*** Opening RECORDS TO USE ***

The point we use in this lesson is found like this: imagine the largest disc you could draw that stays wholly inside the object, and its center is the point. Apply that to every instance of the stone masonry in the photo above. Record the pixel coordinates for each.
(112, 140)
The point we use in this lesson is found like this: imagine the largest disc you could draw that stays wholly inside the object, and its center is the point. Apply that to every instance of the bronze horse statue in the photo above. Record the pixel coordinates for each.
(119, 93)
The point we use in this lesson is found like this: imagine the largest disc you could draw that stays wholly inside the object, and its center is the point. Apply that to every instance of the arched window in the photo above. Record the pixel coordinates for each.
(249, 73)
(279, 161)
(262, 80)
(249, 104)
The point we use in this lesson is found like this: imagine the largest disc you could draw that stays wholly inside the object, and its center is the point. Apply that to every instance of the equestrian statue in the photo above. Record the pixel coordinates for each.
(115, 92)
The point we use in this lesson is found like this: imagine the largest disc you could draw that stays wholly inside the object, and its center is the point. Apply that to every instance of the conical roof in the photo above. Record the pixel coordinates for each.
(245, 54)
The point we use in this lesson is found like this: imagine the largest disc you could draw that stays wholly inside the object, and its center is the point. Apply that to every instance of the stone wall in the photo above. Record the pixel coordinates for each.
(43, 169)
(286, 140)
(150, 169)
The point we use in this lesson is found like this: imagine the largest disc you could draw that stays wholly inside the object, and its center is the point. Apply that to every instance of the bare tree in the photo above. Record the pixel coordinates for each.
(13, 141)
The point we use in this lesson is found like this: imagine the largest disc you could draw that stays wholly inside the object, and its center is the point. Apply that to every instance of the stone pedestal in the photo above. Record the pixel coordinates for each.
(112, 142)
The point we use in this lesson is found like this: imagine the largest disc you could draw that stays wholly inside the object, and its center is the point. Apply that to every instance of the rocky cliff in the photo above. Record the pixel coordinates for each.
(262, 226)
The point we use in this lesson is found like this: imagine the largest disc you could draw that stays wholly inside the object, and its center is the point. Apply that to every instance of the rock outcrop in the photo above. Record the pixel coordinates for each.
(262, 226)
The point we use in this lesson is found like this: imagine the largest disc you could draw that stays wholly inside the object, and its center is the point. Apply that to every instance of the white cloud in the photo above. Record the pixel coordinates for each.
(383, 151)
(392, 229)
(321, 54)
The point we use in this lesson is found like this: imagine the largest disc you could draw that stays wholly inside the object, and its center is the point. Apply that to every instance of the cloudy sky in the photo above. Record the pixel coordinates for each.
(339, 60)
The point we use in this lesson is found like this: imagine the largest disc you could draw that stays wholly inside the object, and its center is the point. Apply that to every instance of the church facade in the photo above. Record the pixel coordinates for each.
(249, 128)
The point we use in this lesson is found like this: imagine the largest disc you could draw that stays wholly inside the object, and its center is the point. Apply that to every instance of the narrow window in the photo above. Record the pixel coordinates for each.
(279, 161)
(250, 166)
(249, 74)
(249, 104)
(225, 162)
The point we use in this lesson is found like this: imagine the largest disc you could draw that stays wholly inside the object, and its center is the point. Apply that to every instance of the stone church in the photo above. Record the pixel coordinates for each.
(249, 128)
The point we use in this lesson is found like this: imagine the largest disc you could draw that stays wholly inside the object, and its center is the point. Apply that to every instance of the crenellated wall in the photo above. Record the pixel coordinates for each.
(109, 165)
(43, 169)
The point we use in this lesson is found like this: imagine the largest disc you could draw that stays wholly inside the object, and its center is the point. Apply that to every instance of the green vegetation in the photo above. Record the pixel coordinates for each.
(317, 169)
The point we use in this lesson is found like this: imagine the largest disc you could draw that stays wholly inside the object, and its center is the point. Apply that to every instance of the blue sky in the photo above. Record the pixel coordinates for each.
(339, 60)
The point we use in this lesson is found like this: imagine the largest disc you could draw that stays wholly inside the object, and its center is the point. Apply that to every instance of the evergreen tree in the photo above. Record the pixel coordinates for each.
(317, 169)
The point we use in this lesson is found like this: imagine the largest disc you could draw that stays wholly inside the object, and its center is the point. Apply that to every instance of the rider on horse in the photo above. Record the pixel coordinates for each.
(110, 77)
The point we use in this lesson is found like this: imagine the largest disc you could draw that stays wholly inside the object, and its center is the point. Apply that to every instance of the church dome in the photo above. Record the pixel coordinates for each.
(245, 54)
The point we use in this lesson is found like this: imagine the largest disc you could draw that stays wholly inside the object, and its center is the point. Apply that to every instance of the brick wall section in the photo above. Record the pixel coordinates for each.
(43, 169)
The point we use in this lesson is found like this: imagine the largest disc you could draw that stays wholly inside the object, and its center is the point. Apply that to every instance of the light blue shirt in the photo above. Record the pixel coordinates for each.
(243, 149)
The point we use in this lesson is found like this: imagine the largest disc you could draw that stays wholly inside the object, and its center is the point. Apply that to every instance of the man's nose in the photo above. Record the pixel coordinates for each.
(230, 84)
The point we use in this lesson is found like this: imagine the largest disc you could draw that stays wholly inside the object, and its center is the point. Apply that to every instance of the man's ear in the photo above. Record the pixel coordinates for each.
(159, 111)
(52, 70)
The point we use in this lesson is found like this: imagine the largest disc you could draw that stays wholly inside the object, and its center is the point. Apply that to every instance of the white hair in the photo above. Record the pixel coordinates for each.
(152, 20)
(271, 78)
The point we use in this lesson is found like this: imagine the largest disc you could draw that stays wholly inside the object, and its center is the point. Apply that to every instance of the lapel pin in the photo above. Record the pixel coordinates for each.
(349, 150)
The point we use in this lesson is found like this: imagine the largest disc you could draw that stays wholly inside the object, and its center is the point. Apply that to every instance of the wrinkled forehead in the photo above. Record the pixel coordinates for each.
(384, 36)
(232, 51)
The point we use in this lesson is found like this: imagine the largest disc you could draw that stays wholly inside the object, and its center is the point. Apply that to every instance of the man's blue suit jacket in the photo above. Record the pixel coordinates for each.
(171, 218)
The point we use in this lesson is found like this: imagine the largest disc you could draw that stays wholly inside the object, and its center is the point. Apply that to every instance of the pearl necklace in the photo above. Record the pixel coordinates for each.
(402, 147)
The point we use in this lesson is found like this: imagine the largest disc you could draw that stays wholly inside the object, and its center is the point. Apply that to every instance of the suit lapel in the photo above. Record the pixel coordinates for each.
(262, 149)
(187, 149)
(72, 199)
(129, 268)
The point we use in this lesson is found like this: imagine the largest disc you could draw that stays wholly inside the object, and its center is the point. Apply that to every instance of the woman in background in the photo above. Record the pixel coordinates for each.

*** Closing RECORDS TO USE ***

§ WHAT THE TASK ASKS
Only the lines from the one holding "of the suit" through the end of the listing should appear in the response, each restated exactly.

§ EXERCISE SOLUTION
The point we use in this lesson is found like this: imagine the largest disc you could draw that stays wholly inside the object, and its center is the point. Apply that to every instance of the suit lapel in the photo above. Record the pixel coordinates for each.
(262, 149)
(187, 149)
(72, 199)
(129, 268)
The point we use in this lesson is found like this: imagine the largest disc you could draw that stays wholly inside the object, and its center is the point. Apply that to every instance of the woman in background in the photo above. Record the pixel coordinates for each.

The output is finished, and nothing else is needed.